Short problem: Transcribe the lines below verbatim, skipping the images.

## Start

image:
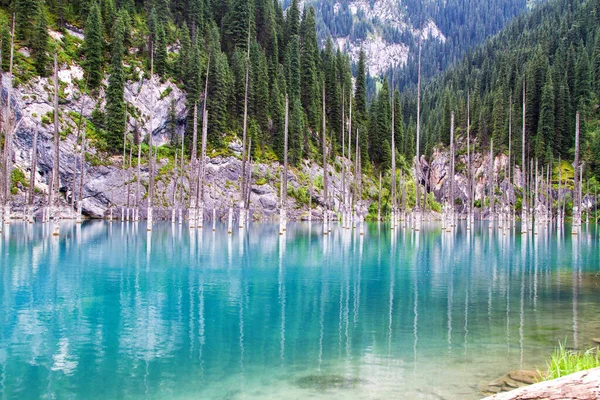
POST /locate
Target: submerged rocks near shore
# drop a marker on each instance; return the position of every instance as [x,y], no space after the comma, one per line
[512,380]
[584,385]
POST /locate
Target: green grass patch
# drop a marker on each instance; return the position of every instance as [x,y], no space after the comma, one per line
[564,362]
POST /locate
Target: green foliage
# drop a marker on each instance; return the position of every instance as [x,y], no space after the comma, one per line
[39,41]
[17,178]
[92,46]
[564,362]
[115,103]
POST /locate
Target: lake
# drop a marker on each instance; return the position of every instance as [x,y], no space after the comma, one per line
[109,311]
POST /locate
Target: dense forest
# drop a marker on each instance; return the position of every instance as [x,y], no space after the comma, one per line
[181,40]
[555,49]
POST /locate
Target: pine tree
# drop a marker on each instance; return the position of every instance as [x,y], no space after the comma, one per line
[109,16]
[160,50]
[398,124]
[582,83]
[115,103]
[185,53]
[292,64]
[92,46]
[546,126]
[308,68]
[360,104]
[236,24]
[5,38]
[219,88]
[292,23]
[39,41]
[596,64]
[260,86]
[22,9]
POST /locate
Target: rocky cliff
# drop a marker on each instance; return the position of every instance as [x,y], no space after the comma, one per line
[108,186]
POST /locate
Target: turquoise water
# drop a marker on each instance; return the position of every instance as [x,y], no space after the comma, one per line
[108,311]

## End

Task result:
image:
POST /locate
Target: submerged rocks near shore
# drop a marker on each instance; return the position of every instance as [x,y], no space after the comma, one per line
[512,380]
[584,385]
POST /locate
Target: green grass patch
# drop a marker on each instance; return the position of every instance as [x,y], no space after the comma, one per line
[564,362]
POST /locate
Target: green foliage
# drop a marker on each instance; return the position of every instance as [x,y], no space after the comma, one per line
[39,41]
[17,178]
[92,46]
[564,362]
[115,103]
POST /locate
Target: lake
# drop a marker on each instance; return the position of every instance as [x,y], no space after the comma, one per line
[109,311]
POST /locate
Target: dense forest
# drop a marker on each instance; return the position of every instance as [x,y], no space after the comma, one per line
[181,40]
[555,49]
POST /locate
Target: pine tree
# drop a marker on each instance; return the position of every instance as [x,y], no space after the comma, one per line
[109,16]
[160,50]
[398,124]
[582,83]
[115,103]
[185,53]
[292,64]
[92,46]
[546,126]
[308,68]
[360,104]
[236,24]
[5,38]
[219,88]
[292,23]
[39,41]
[596,64]
[260,86]
[22,9]
POST /locate
Target: rocky cliff
# drop a marker on each instance; return the position of every instance as [x,y], no space after the comma, one per line
[108,186]
POST /locate
Target: turquoise water
# drop a marker on each instance; return the position of every instance as [x,y], no space after the comma, one per line
[108,311]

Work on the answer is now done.